— PROBLEM DETAILS —
Retype the stretch from the line containing "target: butterfly leg" through the line containing "173 146 L 173", reproducing every character as it stands.

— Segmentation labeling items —
----

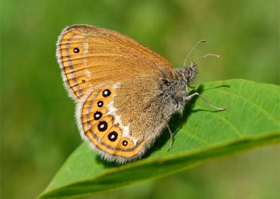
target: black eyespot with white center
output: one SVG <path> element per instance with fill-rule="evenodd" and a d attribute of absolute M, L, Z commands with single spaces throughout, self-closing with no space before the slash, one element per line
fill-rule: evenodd
<path fill-rule="evenodd" d="M 74 51 L 75 53 L 78 53 L 80 52 L 80 49 L 78 49 L 78 48 L 75 48 L 73 50 L 73 51 Z"/>
<path fill-rule="evenodd" d="M 103 92 L 102 92 L 102 95 L 103 95 L 103 97 L 108 97 L 108 96 L 110 96 L 110 95 L 111 95 L 111 91 L 110 91 L 110 90 L 108 90 L 108 89 L 104 90 L 103 91 Z"/>
<path fill-rule="evenodd" d="M 94 114 L 93 115 L 93 118 L 94 120 L 98 121 L 102 117 L 102 113 L 99 111 L 96 111 Z"/>
<path fill-rule="evenodd" d="M 103 107 L 103 101 L 98 101 L 98 102 L 97 102 L 97 107 Z"/>
<path fill-rule="evenodd" d="M 115 142 L 118 139 L 118 132 L 113 131 L 108 135 L 108 139 L 111 142 Z"/>
<path fill-rule="evenodd" d="M 101 132 L 106 130 L 107 128 L 108 124 L 106 121 L 101 121 L 98 123 L 97 128 Z"/>
<path fill-rule="evenodd" d="M 123 146 L 127 146 L 127 141 L 126 141 L 126 140 L 124 140 L 124 141 L 122 141 L 122 145 Z"/>

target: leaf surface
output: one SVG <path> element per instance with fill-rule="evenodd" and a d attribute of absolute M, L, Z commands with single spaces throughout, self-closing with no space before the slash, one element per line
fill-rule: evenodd
<path fill-rule="evenodd" d="M 237 79 L 207 83 L 194 90 L 227 110 L 216 111 L 201 99 L 194 99 L 183 115 L 175 115 L 169 122 L 175 132 L 169 152 L 165 130 L 145 157 L 123 165 L 103 161 L 83 143 L 39 198 L 78 198 L 106 191 L 279 142 L 279 86 Z"/>

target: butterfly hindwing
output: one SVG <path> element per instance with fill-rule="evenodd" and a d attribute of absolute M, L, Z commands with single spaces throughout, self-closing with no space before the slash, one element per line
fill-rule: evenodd
<path fill-rule="evenodd" d="M 104 82 L 117 82 L 160 71 L 172 77 L 171 64 L 134 40 L 90 25 L 65 28 L 57 43 L 64 85 L 76 100 Z"/>
<path fill-rule="evenodd" d="M 136 158 L 146 141 L 136 139 L 123 125 L 114 107 L 119 83 L 106 85 L 86 95 L 77 106 L 77 120 L 82 137 L 109 160 L 123 163 Z"/>

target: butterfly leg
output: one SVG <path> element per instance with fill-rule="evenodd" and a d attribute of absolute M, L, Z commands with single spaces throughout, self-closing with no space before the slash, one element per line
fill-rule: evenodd
<path fill-rule="evenodd" d="M 173 146 L 173 132 L 171 130 L 169 124 L 167 124 L 167 128 L 168 128 L 168 131 L 169 132 L 169 134 L 170 134 L 170 145 L 169 145 L 169 147 L 168 147 L 168 149 L 167 149 L 167 151 L 169 151 L 171 148 L 172 148 L 172 146 Z"/>
<path fill-rule="evenodd" d="M 185 100 L 186 100 L 186 101 L 190 101 L 190 100 L 192 100 L 192 98 L 193 97 L 195 97 L 195 96 L 198 96 L 198 97 L 200 97 L 203 100 L 203 102 L 204 102 L 208 106 L 209 106 L 209 107 L 212 107 L 212 108 L 214 108 L 214 109 L 216 109 L 216 110 L 218 110 L 218 111 L 223 111 L 223 110 L 225 110 L 225 109 L 226 109 L 225 108 L 220 108 L 220 107 L 216 107 L 216 106 L 213 105 L 213 104 L 211 104 L 209 102 L 208 102 L 207 100 L 206 100 L 204 97 L 202 97 L 202 96 L 200 93 L 198 93 L 198 92 L 195 92 L 195 93 L 193 93 L 193 94 L 192 94 L 192 95 L 188 96 L 187 97 L 185 98 Z"/>

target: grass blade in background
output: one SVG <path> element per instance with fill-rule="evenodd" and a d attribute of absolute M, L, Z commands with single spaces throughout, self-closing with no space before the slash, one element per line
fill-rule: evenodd
<path fill-rule="evenodd" d="M 197 89 L 224 111 L 200 99 L 169 124 L 174 144 L 167 152 L 164 131 L 142 159 L 124 165 L 102 160 L 83 143 L 68 158 L 39 197 L 76 198 L 178 172 L 222 156 L 279 142 L 279 86 L 244 80 L 207 83 Z"/>

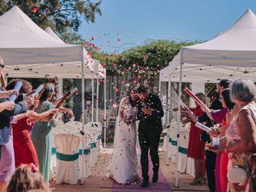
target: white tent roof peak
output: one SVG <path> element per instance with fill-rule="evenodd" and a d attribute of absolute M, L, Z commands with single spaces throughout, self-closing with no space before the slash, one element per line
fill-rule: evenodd
<path fill-rule="evenodd" d="M 238 29 L 256 28 L 256 16 L 254 13 L 248 9 L 238 20 L 226 32 Z"/>
<path fill-rule="evenodd" d="M 53 30 L 50 27 L 47 26 L 46 29 L 45 30 L 45 31 L 52 35 L 54 38 L 55 38 L 59 42 L 63 43 L 64 42 L 53 31 Z"/>
<path fill-rule="evenodd" d="M 63 45 L 37 26 L 17 6 L 0 17 L 1 47 L 59 47 Z"/>
<path fill-rule="evenodd" d="M 247 10 L 228 30 L 214 38 L 197 45 L 185 46 L 190 50 L 256 50 L 256 16 Z"/>
<path fill-rule="evenodd" d="M 184 46 L 160 74 L 161 81 L 179 81 L 182 63 L 182 81 L 218 82 L 256 77 L 256 15 L 247 10 L 234 25 L 215 38 L 190 46 Z M 164 70 L 169 69 L 169 75 Z M 161 75 L 162 74 L 162 75 Z"/>

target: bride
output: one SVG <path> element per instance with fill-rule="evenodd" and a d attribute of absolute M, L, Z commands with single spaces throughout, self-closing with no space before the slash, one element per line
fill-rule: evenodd
<path fill-rule="evenodd" d="M 114 148 L 109 177 L 119 184 L 130 184 L 138 180 L 135 120 L 138 114 L 134 90 L 121 100 L 114 130 Z"/>

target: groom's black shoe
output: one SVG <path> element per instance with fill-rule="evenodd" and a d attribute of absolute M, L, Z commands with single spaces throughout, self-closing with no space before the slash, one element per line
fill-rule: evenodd
<path fill-rule="evenodd" d="M 143 179 L 141 187 L 147 187 L 150 185 L 149 180 Z"/>
<path fill-rule="evenodd" d="M 157 182 L 158 181 L 158 173 L 154 173 L 152 178 L 152 182 Z"/>

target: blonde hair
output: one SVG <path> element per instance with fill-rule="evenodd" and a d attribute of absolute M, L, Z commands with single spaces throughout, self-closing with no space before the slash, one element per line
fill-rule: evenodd
<path fill-rule="evenodd" d="M 195 96 L 197 96 L 204 104 L 207 105 L 206 98 L 203 93 L 197 93 Z"/>
<path fill-rule="evenodd" d="M 25 192 L 31 190 L 46 191 L 43 178 L 30 166 L 21 166 L 12 176 L 6 192 Z"/>

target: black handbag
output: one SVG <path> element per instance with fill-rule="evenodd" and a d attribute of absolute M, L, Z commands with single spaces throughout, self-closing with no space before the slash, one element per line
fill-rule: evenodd
<path fill-rule="evenodd" d="M 211 142 L 210 135 L 206 131 L 202 131 L 201 134 L 201 141 L 208 142 Z"/>

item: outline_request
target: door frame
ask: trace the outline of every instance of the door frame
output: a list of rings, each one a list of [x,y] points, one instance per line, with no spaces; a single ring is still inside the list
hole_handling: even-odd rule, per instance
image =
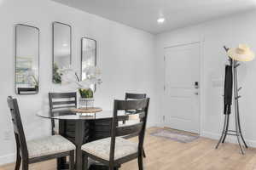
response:
[[[199,41],[191,41],[191,42],[185,42],[183,43],[174,43],[170,46],[166,46],[164,47],[164,55],[163,55],[163,60],[164,60],[164,88],[166,87],[166,49],[169,48],[175,48],[175,47],[179,47],[179,46],[184,46],[184,45],[190,45],[190,44],[199,44],[199,48],[200,48],[200,69],[199,69],[199,74],[200,74],[200,88],[199,88],[199,135],[201,135],[203,133],[203,122],[204,122],[204,113],[205,113],[205,73],[204,73],[204,60],[203,60],[203,48],[204,48],[204,38]],[[165,95],[165,89],[163,89],[163,95]],[[164,96],[163,96],[164,97]],[[165,105],[165,104],[164,104]],[[165,112],[165,110],[164,110]],[[163,113],[164,116],[164,113]],[[166,123],[164,122],[164,127],[166,126]]]

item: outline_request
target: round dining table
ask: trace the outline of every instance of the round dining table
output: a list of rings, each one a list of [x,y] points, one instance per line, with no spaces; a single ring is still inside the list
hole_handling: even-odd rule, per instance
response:
[[[112,110],[83,115],[74,113],[71,110],[63,110],[55,111],[54,116],[50,116],[47,110],[40,110],[37,113],[37,116],[45,119],[58,120],[58,133],[71,140],[76,145],[76,170],[82,170],[83,168],[81,146],[85,143],[108,138],[111,135]],[[119,116],[120,119],[129,119],[125,111],[119,113]],[[66,162],[63,159],[58,159],[58,170],[65,169],[64,164]]]

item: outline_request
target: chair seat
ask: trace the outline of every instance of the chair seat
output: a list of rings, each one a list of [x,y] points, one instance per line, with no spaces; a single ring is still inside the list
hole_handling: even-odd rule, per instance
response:
[[[82,146],[82,150],[99,158],[109,161],[111,138],[102,139],[90,142]],[[137,152],[138,144],[125,139],[117,137],[115,139],[114,160]]]
[[[53,135],[27,142],[29,158],[75,150],[76,146],[61,135]]]

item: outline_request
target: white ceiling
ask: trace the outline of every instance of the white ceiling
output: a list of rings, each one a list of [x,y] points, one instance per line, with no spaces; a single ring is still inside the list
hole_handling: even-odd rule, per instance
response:
[[[111,20],[160,33],[254,9],[256,0],[54,0]],[[157,24],[160,16],[166,18]]]

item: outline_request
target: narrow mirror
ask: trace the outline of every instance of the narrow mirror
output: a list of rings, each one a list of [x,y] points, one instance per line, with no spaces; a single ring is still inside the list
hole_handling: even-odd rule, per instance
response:
[[[34,94],[39,89],[39,29],[15,26],[15,92]]]
[[[71,65],[71,26],[53,23],[53,82],[61,83],[60,70]]]
[[[88,37],[82,37],[82,60],[81,60],[81,77],[86,78],[86,68],[96,66],[96,41]],[[96,85],[91,85],[90,88],[95,91]]]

----

— WORKED ANSWER —
target: butterfly leg
output: one SVG <path> element per instance with fill-rule="evenodd" and a d attribute of absolute M, L, Z commands with single spaces throughout, self-closing with no space before the slash, one element per line
fill-rule: evenodd
<path fill-rule="evenodd" d="M 173 146 L 173 132 L 171 130 L 169 124 L 167 124 L 167 128 L 168 128 L 168 131 L 169 132 L 169 134 L 170 134 L 170 145 L 169 145 L 169 147 L 168 147 L 168 149 L 167 149 L 167 151 L 169 151 L 171 148 L 172 148 L 172 146 Z"/>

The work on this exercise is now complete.